▶ [Your objective]:
Put every line of the rows below into a numbered list, skipping any blank lines. Leave the pictures out of your answer.

------------

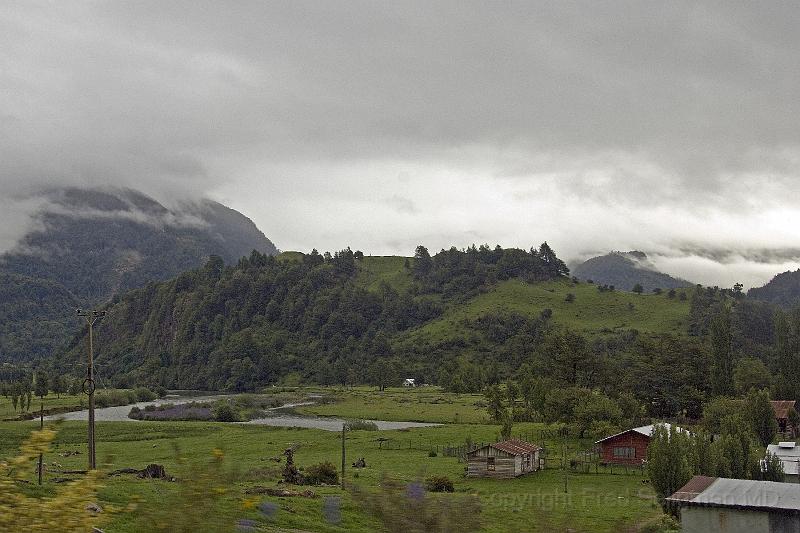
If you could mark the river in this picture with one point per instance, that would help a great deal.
(280, 418)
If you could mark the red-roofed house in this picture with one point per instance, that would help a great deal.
(782, 408)
(628, 447)
(506, 459)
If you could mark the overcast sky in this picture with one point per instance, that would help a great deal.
(670, 128)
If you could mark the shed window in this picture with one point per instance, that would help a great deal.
(624, 452)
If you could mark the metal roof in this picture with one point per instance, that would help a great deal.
(647, 431)
(789, 456)
(782, 407)
(739, 494)
(512, 446)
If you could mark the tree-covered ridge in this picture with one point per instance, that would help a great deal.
(783, 290)
(239, 327)
(626, 270)
(91, 244)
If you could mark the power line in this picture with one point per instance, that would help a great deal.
(91, 318)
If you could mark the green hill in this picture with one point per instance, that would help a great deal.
(591, 312)
(349, 318)
(92, 244)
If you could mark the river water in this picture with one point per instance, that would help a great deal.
(280, 418)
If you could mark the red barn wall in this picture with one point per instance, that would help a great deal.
(630, 439)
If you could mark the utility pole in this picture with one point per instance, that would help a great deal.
(344, 428)
(91, 318)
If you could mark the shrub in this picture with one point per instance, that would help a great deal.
(439, 484)
(143, 394)
(225, 413)
(114, 397)
(361, 425)
(321, 474)
(61, 509)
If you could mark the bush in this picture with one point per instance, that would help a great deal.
(439, 484)
(143, 394)
(321, 474)
(114, 397)
(225, 413)
(361, 425)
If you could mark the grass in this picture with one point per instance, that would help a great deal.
(375, 270)
(422, 404)
(592, 312)
(536, 502)
(51, 401)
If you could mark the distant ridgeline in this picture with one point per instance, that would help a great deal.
(625, 270)
(90, 245)
(463, 319)
(782, 290)
(243, 326)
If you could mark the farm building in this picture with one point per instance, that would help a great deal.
(789, 454)
(628, 447)
(782, 409)
(717, 505)
(506, 459)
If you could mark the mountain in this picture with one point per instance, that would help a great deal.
(349, 318)
(624, 270)
(89, 245)
(783, 290)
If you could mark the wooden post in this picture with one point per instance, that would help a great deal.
(344, 460)
(41, 426)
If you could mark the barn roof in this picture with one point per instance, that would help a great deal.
(647, 431)
(739, 494)
(782, 407)
(512, 446)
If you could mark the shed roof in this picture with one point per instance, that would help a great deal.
(647, 431)
(782, 407)
(789, 456)
(512, 446)
(739, 494)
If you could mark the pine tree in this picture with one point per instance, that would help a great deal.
(761, 416)
(722, 363)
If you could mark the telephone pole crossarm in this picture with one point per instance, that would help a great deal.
(91, 317)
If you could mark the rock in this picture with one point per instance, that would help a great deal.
(153, 471)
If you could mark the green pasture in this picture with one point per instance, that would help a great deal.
(253, 457)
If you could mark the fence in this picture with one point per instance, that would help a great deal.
(553, 457)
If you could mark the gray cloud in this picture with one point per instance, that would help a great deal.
(662, 127)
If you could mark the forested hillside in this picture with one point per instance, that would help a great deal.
(462, 319)
(92, 244)
(325, 318)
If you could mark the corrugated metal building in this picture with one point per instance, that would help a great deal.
(721, 505)
(628, 447)
(789, 454)
(506, 459)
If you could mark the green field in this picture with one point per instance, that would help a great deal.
(592, 312)
(51, 401)
(423, 404)
(536, 502)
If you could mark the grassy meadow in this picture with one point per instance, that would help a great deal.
(591, 312)
(252, 458)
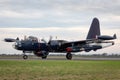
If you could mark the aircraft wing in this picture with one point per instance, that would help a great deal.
(77, 45)
(85, 45)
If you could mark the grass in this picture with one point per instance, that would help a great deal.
(59, 70)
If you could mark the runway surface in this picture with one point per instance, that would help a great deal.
(58, 58)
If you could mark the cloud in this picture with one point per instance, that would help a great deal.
(48, 13)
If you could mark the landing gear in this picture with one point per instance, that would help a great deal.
(25, 57)
(44, 57)
(69, 56)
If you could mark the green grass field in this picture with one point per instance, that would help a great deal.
(59, 70)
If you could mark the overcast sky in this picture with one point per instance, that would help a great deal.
(58, 13)
(68, 19)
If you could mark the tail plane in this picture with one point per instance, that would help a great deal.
(94, 29)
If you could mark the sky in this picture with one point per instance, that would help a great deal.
(66, 19)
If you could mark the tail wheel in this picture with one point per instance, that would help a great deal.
(69, 56)
(25, 57)
(44, 57)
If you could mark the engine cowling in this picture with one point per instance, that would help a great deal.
(41, 53)
(106, 37)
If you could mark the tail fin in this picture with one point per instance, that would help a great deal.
(114, 36)
(94, 29)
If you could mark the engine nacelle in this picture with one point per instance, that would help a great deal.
(41, 53)
(105, 37)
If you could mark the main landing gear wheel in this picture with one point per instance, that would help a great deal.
(25, 57)
(44, 57)
(69, 56)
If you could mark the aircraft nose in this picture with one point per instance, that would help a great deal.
(17, 45)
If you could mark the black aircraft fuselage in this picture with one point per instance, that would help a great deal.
(94, 41)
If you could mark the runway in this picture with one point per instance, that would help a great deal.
(16, 57)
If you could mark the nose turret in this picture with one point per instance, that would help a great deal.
(17, 45)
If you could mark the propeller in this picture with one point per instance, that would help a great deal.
(11, 39)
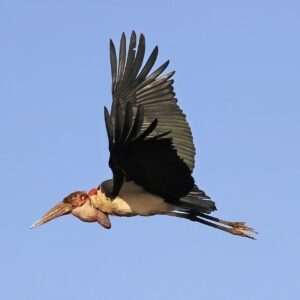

------------

▶ [Exercise output]:
1. If you could mark the river in this picture with one point per instance, that would help a great deal.
2. (280, 418)
3. If you could mark the red-roofed house in this picture with one point per instance, that would help a great deal.
4. (782, 408)
5. (628, 447)
6. (506, 459)
7. If you could mark the overcast sky in this picture with one point per instance, that would help a great deal.
8. (670, 128)
9. If you could mark the shed window in this picture with one point per instance, that would help a great deal.
10. (624, 452)
11. If you could mark the metal roof in this picture with one point per instance, that would help a great deal.
12. (647, 431)
13. (789, 456)
14. (782, 407)
15. (739, 494)
16. (512, 446)
17. If you could mark the tree-covered ridge in this picture with one point per instance, that would help a great deal.
18. (783, 290)
19. (239, 327)
20. (626, 270)
21. (91, 244)
22. If you could mark the power line in this picture with one point per instance, that would help a great deal.
23. (91, 318)
24. If you could mark the green hill in this picture with one point per instance, that would help a great deal.
25. (591, 312)
26. (349, 318)
27. (92, 244)
28. If you could mark the river water in this picture with one point per instance, that would help a great deal.
29. (280, 418)
30. If you could mark the red barn wall in this picture with one point per instance, that would help a great deal.
31. (630, 439)
32. If you could mark the utility pole in this picture with one point per instance, that would help a great deal.
33. (344, 428)
34. (91, 318)
35. If you could mark the shrub in this picture with one point per instance, that would help a great deal.
36. (439, 484)
37. (143, 394)
38. (225, 413)
39. (114, 397)
40. (361, 425)
41. (321, 474)
42. (61, 509)
43. If you could mark the bush in this picture with one point per instance, that would help a great deal.
44. (439, 484)
45. (143, 394)
46. (321, 474)
47. (114, 397)
48. (225, 413)
49. (361, 425)
50. If you could mark the grass in this picture with one point per instance, that would help a great deal.
51. (375, 270)
52. (422, 404)
53. (592, 312)
54. (536, 502)
55. (51, 401)
56. If you could mark the distant ridgeline in this picture with one point per instance, that would help a great deal.
57. (625, 270)
58. (90, 245)
59. (463, 319)
60. (782, 290)
61. (243, 326)
62. If you could mark the farm building in this picture with one point per instance, that would help a great deal.
63. (789, 454)
64. (628, 447)
65. (782, 409)
66. (717, 505)
67. (506, 459)
68. If you could mark the mountain in this picture with one point per instance, that would help a great deal.
69. (349, 318)
70. (624, 270)
71. (89, 245)
72. (783, 290)
73. If you could mark the wooden post in this picture with one point per instance, that would help a great deal.
74. (344, 460)
75. (41, 426)
76. If you could mark the barn roof in this picture with one point per instance, that would help a great deal.
77. (647, 431)
78. (739, 494)
79. (782, 407)
80. (512, 446)
81. If you could mark the shed roof in this picture with one point per instance, that would help a great deal.
82. (647, 431)
83. (782, 407)
84. (789, 456)
85. (512, 446)
86. (739, 494)
87. If you could mark the pine tree in this picture with one point per instance, that would help a great deal.
88. (761, 416)
89. (722, 363)
90. If you could mark the telephone pole crossarm in this picture with one point per instance, that would help a great deal.
91. (91, 317)
92. If you could mark the rock in this picture with one point per instance, that would help a great deal.
93. (153, 471)
94. If you could mark the green pasture in this picture with one point per instance, that would help a great deal.
95. (253, 457)
96. If you could mark the fence in this picture with one point per instance, that would help a great deal.
97. (553, 457)
98. If you could mark the gray cloud in this picture with one point per instance, that would help a great deal.
99. (662, 127)
100. If you could mark the forested hillside in this picture with one point per instance, that would help a great deal.
101. (462, 319)
102. (92, 244)
103. (325, 318)
104. If you could mark the corrugated metal building in this picture with one point per instance, that would help a great deal.
105. (721, 505)
106. (628, 447)
107. (789, 454)
108. (506, 459)
109. If you could mark the green field in this picture with one point per instance, that would help a great deal.
110. (592, 312)
111. (51, 401)
112. (423, 404)
113. (536, 502)
114. If you could mark the grassy meadow in this picture with one point per instance, that would help a great deal.
115. (591, 312)
116. (252, 458)
117. If you could mark the aircraft wing in this picture with one point per instance, that would help a great deal.
118. (77, 45)
119. (85, 45)
120. If you could mark the grass in this picture with one point per instance, that would help a great deal.
121. (59, 70)
122. If you could mark the runway surface in this picture with one point per instance, that would help a great deal.
123. (58, 58)
124. If you could mark the cloud in this picture with one point per instance, that would help a great deal.
125. (48, 13)
126. If you could mark the landing gear in this picture with one point per instance, that would help a great deal.
127. (25, 57)
128. (44, 57)
129. (69, 56)
130. If you could mark the green grass field in this picture with one point per instance, that would help a great deal.
131. (59, 70)
132. If you could mark the overcast sky in this picture with one point per instance, that would help a great deal.
133. (58, 13)
134. (68, 19)
135. If you could mark the tail plane in this picture with one point per instance, that would help a great deal.
136. (94, 29)
137. If you could mark the sky in this picture with one point per instance, that would help a great deal.
138. (66, 19)
139. If you could mark the tail wheel in this picture with one point per instance, that would help a great deal.
140. (69, 56)
141. (25, 57)
142. (44, 57)
143. If you could mark the engine cowling in this picture with one point per instance, that would help a great deal.
144. (41, 53)
145. (106, 37)
146. If you could mark the tail fin in this picture with one point per instance, that would help a great deal.
147. (114, 36)
148. (94, 29)
149. If you could mark the engine nacelle in this picture with one point per instance, that would help a great deal.
150. (41, 53)
151. (105, 37)
152. If you could mark the main landing gear wheel in this picture with one point per instance, that would help a great deal.
153. (25, 57)
154. (44, 57)
155. (69, 56)
156. If you could mark the aircraft nose in this picture with one point per instance, that would help a great deal.
157. (17, 45)
158. If you could mark the black aircraft fuselage in this picture with one point per instance, that would help a great deal.
159. (94, 41)
160. If you could mark the runway in this picture with one point per instance, that would help a great deal.
161. (16, 57)
162. If you could mark the nose turret in this picture with one point per instance, that would help a great deal.
163. (17, 45)
164. If you could mark the propeller in this picture with one point per instance, that would help a great deal.
165. (11, 39)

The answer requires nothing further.